**Task material:**
(begin)

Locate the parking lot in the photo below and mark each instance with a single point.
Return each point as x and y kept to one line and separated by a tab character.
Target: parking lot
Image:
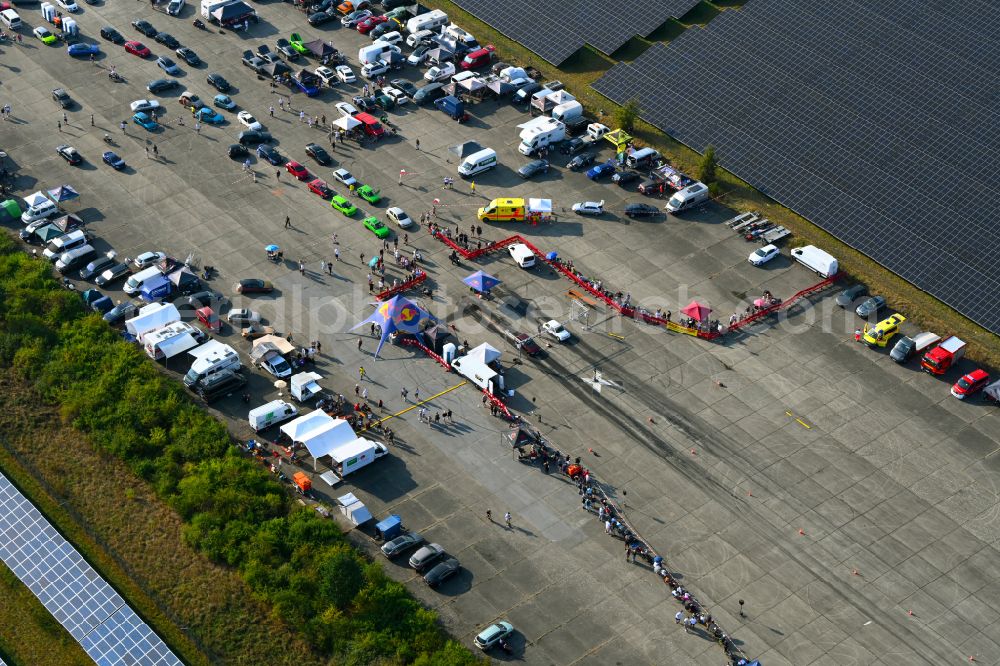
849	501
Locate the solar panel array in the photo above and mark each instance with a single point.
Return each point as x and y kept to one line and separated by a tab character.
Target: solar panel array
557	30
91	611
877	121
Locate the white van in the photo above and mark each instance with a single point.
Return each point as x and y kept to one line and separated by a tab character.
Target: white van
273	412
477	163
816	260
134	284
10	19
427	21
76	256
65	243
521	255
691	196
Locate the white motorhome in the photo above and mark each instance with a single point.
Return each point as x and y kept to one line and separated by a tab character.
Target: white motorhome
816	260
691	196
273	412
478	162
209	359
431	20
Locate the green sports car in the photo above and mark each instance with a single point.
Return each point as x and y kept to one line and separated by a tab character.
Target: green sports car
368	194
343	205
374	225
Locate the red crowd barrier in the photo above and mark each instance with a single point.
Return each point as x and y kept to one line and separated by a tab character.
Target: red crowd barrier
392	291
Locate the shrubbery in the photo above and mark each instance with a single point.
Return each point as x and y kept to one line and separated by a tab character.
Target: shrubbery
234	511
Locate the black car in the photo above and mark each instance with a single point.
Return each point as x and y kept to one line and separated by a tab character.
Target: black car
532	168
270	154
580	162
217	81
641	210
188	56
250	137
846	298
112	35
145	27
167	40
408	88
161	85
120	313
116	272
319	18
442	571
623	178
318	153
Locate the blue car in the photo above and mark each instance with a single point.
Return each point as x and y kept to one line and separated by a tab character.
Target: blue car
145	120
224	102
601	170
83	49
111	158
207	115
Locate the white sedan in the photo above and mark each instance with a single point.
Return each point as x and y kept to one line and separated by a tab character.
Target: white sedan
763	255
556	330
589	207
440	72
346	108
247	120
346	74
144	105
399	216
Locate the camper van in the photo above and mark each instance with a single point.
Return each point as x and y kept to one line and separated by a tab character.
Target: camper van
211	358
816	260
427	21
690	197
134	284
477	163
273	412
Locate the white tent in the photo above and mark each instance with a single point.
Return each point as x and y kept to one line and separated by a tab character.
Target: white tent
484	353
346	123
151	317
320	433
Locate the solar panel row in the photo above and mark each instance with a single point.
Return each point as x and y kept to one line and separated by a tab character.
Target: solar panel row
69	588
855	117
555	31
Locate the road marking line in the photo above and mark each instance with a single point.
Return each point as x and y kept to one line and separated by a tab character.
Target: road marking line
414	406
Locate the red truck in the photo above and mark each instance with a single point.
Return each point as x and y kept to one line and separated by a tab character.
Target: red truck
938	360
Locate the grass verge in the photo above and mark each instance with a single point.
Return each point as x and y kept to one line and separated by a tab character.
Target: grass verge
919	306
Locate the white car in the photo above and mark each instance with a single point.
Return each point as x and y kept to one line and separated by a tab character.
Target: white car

(end)

**What you will do:**
Reproduce every one of the records above word for word, leaving out any pictures.

**Exercise result:**
Locate the parking lot in the photo below and mark each instance with a single point.
Return each point as x and y kept to one line and separated by a tab character.
Target: parking lot
Image:
849	501
Locate the solar panel array in the photo above and mark each instance with a single point.
Return each point as x and y kept to one line and separated by a tab character.
Target: solar panel array
557	30
91	611
877	121
Locate the white van in the photo above and mark each instance with a single point.
Return each point as x and y kept to one line and separated by a tab character.
Target: white van
273	412
477	163
816	260
134	284
10	19
427	21
76	256
65	243
521	255
691	196
Locate the white motorhome in the photo above and mark each instance with a single point.
Return each point as x and y kept to one line and separated by a tab character.
Target: white motorhome
816	260
691	196
273	412
478	162
209	359
431	20
Locate the green sports car in the photo above and mark each instance with a single point.
Return each point as x and y kept to one line and separated by a tab character.
Target: green sports car
368	194
343	205
374	225
Locate the red crowd barrier in the photo above and mark each instance with a single point.
Return each point as x and y kept to one line and separated by a tab character.
Target: red crowd barrier
392	291
Locate the shrubbery in the photo above and mark each instance with a single point.
Return each point as x and y kept to one line and separated by a tab character.
Target: shrubbery
234	511
Locate the black car in the photo above and mark each instance with a single point.
Return each point as x and y kept to one line and separated by a tab character.
Target: black car
532	168
270	154
580	162
217	81
641	210
188	56
250	137
846	298
112	35
145	27
167	40
408	88
161	85
120	313
116	272
319	18
442	571
623	178
318	153
Locate the blue car in the photo above and mark each instance with a single point.
Return each point as x and y kept to one line and separated by a tab character.
Target: blue car
145	120
224	102
601	170
83	49
111	158
207	115
Locate the white sedan in the photo above and mark each instance with a single point.
Return each point as x and y kept to one line and separated by a tab character.
Target: white sedan
763	255
556	330
589	207
440	72
346	108
247	120
346	74
144	105
399	216
Locate the camper van in the photo above and mark each instance with a single point.
Return each point as x and y kept to one line and separated by a tab character.
Target: camper van
211	358
816	260
427	21
690	197
134	284
477	163
273	412
Locate the white tent in the photo above and mark each instance with a single point.
Return each point as x and y kept to one line and separated by a tab character.
Target: white tent
484	353
346	123
151	317
320	433
Locate the solar panel row in the photo above and mark each instance with a single point.
Return each point as x and y kept to one line and separated by a tab character.
Target: solar panel row
69	588
855	117
555	31
Locate the road marking line in the photo above and mark each instance with a single point.
Return each point as x and y kept to one line and separated by a tab character.
Target: road marking line
414	406
Locate the red truck in the photo above and mark each instance with a single point.
Return each point as x and y kept to one line and separated by a tab character.
Target: red truck
938	360
Locate the grass verge in the photo above and mark each instance with a single point.
Return each point as x and y kept to one line and separated by a tab character.
Target: grass verge
919	306
Locate the white car in the photo above and mark each instance with a single point.
Return each point as x and y kept to one line and separated by a tab character.
Target: white car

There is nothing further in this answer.